Text extract:
Running high-capacity Tor relays on Linux often leads to a familiar headache: memory that looks fine after restart, then "sticks" at 5–6 GB after ~48 hours. Our 100-relay experiment on Ubuntu 24.04 with Tor 0.4.8.21 confirms that the default system allocator (glibc 2.39) is the bottleneck—not Tor itself.
The difference was stark. While glibc relays bloated to nearly 6 GB, relays using modern allocators remained stable:
| Allocator | Package (Ubuntu 24.04) | Avg Memory | Reduction |
|---|---|---|---|
| mimalloc 2.1.2 | libmimalloc2.0 | 1.16 GB | 80% |
| jemalloc 5.3.0 | libjemalloc2 | 1.59 GB | 72% |
| tcmalloc 2.15 | libgoogle-perftools4 | 3.79 GB | 33% |
| mimalloc 3.0.1 | (compiled from source) | 4.39 GB | 23% |
| glibc 2.39 | (default) | 5.68 GB | — |
Tor's directory cache creates millions of small allocations that glibc struggles to release back to the OS. Modern allocators like jemalloc and mimalloc handle this fragmentation pattern efficiently—returning memory promptly without the permanent RSS bloat.
The best part: no recompilation needed. A simple systemd override swaps the allocator:
# Install (Ubuntu 24.04)

[Point-based annotation data]
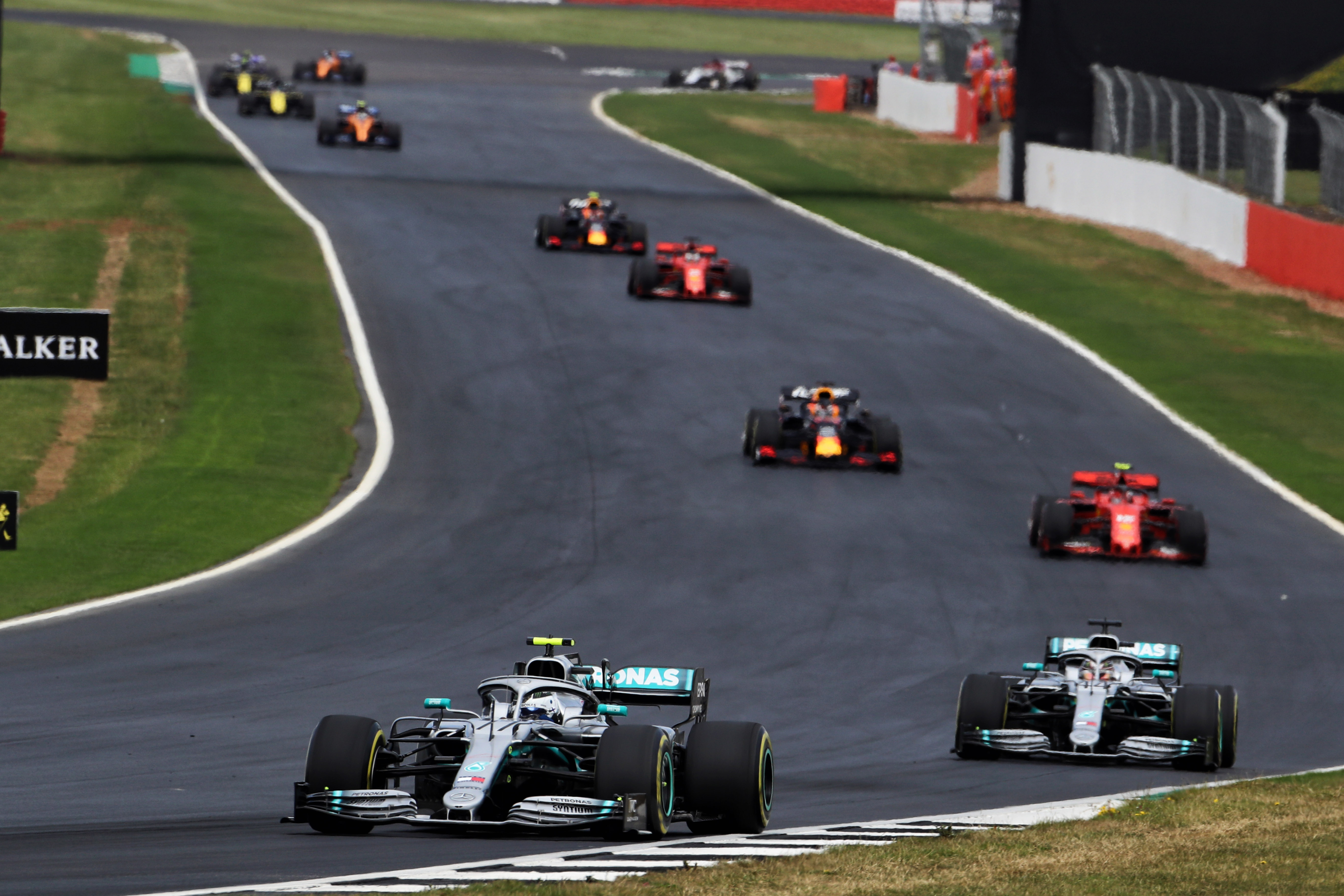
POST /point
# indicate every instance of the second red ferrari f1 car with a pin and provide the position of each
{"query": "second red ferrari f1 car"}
(690, 271)
(822, 426)
(1117, 515)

Directives:
A – Set down the part of the Tor relay memory text that opens with the words containing "Running high-capacity Tor" and closes with "bottleneck—not Tor itself.".
B – Answer these questions from the Tor relay memory text:
(i) Which Tor version did the 100-relay experiment use?
(ii) Which Ubuntu 24.04 package provides jemalloc 5.3.0?
(iii) What part of Tor creates millions of small allocations?

Results in order:
A –
Running high-capacity Tor relays on Linux often leads to a familiar headache: memory that looks fine after restart, then "sticks" at 5–6 GB after ~48 hours. Our 100-relay experiment on Ubuntu 24.04 with Tor 0.4.8.21 confirms that the default system allocator (glibc 2.39) is the bottleneck—not Tor itself.

B –
(i) Tor 0.4.8.21
(ii) libjemalloc2
(iii) Tor's directory cache